Extract all records. Keep each one exact.

━━━━

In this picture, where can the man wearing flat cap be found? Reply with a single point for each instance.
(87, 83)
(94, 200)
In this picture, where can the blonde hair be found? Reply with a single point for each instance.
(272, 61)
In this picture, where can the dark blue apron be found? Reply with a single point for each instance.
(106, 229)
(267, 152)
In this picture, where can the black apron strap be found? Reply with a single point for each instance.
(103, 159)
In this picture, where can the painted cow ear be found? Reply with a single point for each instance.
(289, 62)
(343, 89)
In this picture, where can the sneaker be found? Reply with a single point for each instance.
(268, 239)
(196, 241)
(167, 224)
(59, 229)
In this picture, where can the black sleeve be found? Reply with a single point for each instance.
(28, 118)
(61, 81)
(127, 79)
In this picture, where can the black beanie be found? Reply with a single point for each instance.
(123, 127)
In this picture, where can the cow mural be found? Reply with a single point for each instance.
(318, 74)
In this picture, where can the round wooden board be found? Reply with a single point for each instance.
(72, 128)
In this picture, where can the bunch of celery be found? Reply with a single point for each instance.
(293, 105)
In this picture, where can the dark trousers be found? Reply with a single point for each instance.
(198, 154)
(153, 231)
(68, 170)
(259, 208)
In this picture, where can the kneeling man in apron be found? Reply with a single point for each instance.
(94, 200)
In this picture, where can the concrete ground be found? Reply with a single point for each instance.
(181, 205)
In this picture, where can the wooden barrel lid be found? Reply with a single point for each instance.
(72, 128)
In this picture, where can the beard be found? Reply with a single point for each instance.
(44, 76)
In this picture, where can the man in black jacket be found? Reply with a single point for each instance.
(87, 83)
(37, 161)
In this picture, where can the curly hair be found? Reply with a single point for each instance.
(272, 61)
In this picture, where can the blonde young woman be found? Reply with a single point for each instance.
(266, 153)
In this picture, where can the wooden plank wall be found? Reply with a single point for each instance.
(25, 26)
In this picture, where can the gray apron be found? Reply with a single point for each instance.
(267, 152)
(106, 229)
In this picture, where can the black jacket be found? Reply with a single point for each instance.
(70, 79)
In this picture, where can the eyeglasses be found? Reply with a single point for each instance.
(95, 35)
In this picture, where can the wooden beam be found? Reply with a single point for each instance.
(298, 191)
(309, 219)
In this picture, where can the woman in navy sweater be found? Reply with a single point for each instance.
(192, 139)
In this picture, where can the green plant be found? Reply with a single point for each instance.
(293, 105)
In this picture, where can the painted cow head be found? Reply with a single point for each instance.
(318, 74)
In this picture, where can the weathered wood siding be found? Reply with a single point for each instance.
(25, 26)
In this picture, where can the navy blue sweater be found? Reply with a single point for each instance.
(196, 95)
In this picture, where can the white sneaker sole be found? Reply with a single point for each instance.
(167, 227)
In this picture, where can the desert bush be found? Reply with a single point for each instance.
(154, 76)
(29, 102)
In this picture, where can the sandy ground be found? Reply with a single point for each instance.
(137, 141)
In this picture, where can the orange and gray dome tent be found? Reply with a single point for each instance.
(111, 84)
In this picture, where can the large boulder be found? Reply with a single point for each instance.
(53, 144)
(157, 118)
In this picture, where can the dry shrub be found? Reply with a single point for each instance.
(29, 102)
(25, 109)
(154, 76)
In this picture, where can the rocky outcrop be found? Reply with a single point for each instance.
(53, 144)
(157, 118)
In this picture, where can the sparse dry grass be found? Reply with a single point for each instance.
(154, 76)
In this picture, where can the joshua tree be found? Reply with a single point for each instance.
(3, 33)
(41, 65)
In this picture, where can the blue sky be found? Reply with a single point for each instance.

━━━━

Written solution:
In this picture, where can the man wearing flat cap be found? Reply with a single point for each instance.
(87, 83)
(94, 200)
In this picture, where can the blonde hair be found? Reply with a single point for each instance.
(272, 61)
In this picture, where can the dark blue apron be found? Reply with a single point for each instance.
(106, 229)
(267, 152)
In this picture, where can the black apron strap be found? Reply with a single point for each instance.
(103, 159)
In this picture, where can the painted cow ear be found? Reply with a single point for each instance.
(289, 62)
(343, 89)
In this picture, where can the sneaker be found? Reply with a single point for each instance.
(268, 239)
(196, 241)
(167, 224)
(59, 229)
In this picture, where can the black sleeve be found? Reply with a single point for each instance.
(28, 118)
(61, 81)
(127, 79)
In this picture, where can the black beanie be found? Reply with a single point for each instance.
(123, 127)
In this picture, where can the cow mural be found? Reply with a single point for each instance.
(318, 74)
In this picture, where can the round wooden board be found? Reply with a single point for each instance.
(72, 128)
In this picture, where can the bunch of celery be found? Reply with a single point for each instance.
(293, 105)
In this picture, where can the dark trousers be found? Reply with a single point for each instance.
(198, 154)
(153, 231)
(68, 170)
(259, 208)
In this picture, where can the kneeling man in apron be found? Reply with a single point for each instance.
(94, 200)
In this picture, where can the concrete ground be found? Reply with a single point for each instance.
(181, 205)
In this picture, where can the wooden barrel lid be found? Reply with a single point for each instance.
(72, 128)
In this picture, where can the beard be found? Reply with a single point for each instance.
(44, 76)
In this picture, where can the man in black jacket be found? Reply with a single point for each instance.
(87, 83)
(37, 161)
In this picture, where can the curly hair be found? Reply with a single point for each instance.
(272, 61)
In this picture, where can the blonde young woman be found? Reply with a single point for each instance.
(266, 153)
In this picture, where can the wooden plank wall be found? Reply with a single point for each instance.
(25, 26)
In this picture, where can the gray apron be found? Reply with a single point for each instance.
(267, 152)
(106, 229)
In this picture, where can the black jacket be found? Reply with a single point for each instance.
(70, 79)
In this picture, where can the eyeglasses be found? Reply with a single point for each instance.
(95, 35)
In this picture, where can the wooden beam be found? Reply with a single point for each instance.
(298, 191)
(309, 219)
In this picture, where can the woman in navy sweater be found? Reply with a single point for each instance.
(192, 139)
In this picture, where can the green plant be found? Reply with a single point for each instance.
(293, 105)
In this picture, where can the painted cow head be found? Reply with a single point for each instance.
(318, 74)
In this picture, where can the weathered wood siding be found? Reply with a single point for each instance.
(25, 26)
In this picture, where can the navy blue sweater be found? Reply with a single point for each instance.
(196, 95)
In this picture, where can the white sneaker sole be found? Reply with a single point for each instance.
(167, 227)
In this picture, where can the desert bush be found? Reply with a single point for each instance.
(154, 76)
(29, 102)
In this picture, where can the sandy ground be found? Reply with a single point for each instance.
(137, 141)
In this picture, where can the orange and gray dome tent be found? Reply with a single point for each instance.
(111, 84)
In this picture, where can the large boulder be found? Reply with a single point for each instance.
(53, 144)
(157, 118)
In this picture, where can the dry shrub be found? Reply with a single point for each instance.
(29, 102)
(25, 109)
(154, 76)
In this picture, where can the rocky outcrop be found? Reply with a single point for each instance.
(53, 144)
(157, 118)
In this picture, where can the sparse dry grass be found? Reply with a single point for each instance.
(154, 76)
In this picture, where can the joshua tree be found? Reply with a single point for each instance.
(3, 33)
(41, 65)
In this picture, where can the blue sky be found? Reply with a single point for each instance.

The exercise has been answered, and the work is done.